Obiettivo
Indica, per favore, quante righe delle voci contengono la stringa "chair", tenendo conto di maiuscole e minuscole. Rispondi solo con il numero.

Dati di rilevamento degli oggetti
● ● ● ● ●

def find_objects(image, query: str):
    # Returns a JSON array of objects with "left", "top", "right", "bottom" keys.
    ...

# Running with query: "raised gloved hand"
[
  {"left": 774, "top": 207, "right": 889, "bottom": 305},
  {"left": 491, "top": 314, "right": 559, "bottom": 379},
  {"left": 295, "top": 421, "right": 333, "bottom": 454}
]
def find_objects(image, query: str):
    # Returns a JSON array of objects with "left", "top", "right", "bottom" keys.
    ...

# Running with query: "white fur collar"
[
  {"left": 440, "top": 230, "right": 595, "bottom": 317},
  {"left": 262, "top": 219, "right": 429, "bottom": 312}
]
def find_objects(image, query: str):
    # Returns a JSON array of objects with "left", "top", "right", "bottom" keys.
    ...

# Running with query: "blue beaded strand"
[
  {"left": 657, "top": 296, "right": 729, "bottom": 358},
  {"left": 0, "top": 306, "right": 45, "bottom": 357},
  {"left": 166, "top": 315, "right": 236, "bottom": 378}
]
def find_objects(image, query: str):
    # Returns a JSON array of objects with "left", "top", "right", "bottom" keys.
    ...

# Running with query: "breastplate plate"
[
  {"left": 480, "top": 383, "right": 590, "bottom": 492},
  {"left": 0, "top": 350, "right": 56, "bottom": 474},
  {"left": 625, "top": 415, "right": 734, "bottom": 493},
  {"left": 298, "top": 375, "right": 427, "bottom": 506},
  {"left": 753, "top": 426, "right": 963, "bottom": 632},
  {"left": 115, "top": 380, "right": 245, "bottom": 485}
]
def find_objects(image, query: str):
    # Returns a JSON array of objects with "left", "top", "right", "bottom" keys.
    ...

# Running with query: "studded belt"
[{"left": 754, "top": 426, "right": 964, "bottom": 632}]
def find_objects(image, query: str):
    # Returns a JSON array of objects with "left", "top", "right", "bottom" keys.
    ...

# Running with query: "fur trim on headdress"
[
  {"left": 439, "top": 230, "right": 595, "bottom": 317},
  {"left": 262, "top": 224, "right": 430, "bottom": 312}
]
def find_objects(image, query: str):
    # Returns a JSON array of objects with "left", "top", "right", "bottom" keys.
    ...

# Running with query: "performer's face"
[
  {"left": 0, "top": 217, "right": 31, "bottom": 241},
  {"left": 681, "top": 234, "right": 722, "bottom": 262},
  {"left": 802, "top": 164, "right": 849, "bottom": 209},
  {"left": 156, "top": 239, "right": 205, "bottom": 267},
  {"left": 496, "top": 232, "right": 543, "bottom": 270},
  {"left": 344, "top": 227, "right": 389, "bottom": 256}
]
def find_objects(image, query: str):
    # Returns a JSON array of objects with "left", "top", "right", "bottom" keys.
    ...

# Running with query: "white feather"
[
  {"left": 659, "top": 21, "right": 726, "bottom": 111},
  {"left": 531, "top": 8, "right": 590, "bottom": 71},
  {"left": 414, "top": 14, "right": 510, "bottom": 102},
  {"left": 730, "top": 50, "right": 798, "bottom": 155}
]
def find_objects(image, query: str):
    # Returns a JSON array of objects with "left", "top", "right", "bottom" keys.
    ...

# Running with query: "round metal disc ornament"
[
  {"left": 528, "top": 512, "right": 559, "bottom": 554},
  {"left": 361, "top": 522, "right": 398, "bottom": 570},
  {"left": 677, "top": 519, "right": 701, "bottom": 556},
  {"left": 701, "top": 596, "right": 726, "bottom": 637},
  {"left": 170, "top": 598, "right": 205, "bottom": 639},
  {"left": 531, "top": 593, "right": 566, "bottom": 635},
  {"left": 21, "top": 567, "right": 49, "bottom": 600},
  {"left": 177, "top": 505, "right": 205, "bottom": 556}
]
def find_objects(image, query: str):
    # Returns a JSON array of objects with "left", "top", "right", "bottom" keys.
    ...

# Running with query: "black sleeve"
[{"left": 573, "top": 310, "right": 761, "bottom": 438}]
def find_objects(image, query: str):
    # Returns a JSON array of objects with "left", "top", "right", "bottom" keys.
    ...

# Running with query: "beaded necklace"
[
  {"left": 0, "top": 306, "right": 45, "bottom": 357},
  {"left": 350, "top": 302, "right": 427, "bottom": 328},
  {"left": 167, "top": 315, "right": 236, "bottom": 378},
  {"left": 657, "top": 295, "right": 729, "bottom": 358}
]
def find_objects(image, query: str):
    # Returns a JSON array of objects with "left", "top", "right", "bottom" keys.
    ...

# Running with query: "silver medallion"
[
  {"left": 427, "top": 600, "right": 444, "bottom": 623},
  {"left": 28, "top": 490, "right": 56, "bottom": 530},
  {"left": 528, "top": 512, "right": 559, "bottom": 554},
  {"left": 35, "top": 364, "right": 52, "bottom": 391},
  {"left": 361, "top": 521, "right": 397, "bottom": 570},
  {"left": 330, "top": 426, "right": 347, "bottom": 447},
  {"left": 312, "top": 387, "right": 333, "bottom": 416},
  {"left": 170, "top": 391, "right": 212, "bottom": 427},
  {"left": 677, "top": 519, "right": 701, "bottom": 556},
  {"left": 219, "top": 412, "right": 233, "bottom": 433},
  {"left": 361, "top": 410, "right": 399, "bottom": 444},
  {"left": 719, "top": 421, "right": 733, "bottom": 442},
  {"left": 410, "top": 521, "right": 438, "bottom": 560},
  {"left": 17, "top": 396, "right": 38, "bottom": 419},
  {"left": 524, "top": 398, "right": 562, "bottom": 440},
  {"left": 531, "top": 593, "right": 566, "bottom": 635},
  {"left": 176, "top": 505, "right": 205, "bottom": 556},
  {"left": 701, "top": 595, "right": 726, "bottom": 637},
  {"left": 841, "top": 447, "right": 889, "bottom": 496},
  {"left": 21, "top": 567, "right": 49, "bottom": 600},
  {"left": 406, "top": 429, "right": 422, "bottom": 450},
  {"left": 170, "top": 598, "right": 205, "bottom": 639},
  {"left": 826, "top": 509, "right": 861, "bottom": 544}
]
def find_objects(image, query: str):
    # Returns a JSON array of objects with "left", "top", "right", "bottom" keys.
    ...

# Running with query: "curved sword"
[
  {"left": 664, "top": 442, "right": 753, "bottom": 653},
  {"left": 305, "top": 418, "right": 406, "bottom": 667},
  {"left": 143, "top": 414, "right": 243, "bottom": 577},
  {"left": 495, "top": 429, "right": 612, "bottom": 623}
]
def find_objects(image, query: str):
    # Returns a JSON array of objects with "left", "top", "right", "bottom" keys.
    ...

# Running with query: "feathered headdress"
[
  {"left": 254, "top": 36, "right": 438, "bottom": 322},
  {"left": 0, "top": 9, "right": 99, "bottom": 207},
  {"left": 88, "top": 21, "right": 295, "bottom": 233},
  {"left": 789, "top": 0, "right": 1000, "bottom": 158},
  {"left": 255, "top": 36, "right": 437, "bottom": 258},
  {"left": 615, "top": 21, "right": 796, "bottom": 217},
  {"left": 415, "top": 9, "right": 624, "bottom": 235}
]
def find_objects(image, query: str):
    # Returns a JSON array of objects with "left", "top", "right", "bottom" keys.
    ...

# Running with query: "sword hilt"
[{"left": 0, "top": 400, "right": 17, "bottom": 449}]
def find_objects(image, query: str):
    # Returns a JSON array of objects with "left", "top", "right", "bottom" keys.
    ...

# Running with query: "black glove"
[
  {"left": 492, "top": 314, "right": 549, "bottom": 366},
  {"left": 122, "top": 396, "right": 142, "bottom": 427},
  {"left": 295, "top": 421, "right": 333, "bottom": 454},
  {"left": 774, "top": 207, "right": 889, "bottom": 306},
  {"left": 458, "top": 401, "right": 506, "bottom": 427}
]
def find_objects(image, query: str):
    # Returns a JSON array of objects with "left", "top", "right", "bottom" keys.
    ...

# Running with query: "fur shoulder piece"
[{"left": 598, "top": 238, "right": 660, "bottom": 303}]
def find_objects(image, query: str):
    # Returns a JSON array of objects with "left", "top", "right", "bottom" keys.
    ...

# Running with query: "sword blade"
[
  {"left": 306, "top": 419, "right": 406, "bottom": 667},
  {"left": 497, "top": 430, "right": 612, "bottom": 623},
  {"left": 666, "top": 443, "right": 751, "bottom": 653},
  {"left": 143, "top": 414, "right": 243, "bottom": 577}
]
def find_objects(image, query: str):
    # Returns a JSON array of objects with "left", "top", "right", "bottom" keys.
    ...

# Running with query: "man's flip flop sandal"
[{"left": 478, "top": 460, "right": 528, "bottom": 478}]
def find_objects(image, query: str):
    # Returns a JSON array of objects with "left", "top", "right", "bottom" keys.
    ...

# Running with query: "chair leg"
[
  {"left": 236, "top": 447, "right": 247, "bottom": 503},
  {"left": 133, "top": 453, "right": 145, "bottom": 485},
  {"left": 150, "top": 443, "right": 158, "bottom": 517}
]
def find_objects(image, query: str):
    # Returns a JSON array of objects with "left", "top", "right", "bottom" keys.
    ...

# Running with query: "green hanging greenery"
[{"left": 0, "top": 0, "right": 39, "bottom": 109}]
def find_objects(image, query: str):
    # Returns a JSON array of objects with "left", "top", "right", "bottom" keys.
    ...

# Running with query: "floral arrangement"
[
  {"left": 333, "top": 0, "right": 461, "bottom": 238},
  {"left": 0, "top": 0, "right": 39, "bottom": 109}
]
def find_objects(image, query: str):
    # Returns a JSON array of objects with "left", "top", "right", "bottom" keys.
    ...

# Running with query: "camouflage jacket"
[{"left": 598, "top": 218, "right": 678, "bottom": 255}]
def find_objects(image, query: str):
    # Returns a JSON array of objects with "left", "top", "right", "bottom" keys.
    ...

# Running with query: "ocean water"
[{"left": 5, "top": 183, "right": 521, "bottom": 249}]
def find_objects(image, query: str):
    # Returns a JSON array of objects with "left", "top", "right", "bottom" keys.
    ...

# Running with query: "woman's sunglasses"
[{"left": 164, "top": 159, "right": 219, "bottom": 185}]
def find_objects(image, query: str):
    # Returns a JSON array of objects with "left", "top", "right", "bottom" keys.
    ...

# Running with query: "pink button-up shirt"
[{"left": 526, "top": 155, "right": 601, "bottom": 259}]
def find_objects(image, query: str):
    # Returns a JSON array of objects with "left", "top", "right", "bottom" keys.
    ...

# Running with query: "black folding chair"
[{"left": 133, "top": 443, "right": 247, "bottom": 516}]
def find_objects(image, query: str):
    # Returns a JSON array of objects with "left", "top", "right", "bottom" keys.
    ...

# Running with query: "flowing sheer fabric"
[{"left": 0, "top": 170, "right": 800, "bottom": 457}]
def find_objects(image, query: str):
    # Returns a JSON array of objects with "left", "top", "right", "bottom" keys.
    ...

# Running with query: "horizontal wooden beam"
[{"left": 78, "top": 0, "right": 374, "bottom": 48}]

● ● ● ● ●

Soluzione del problema
2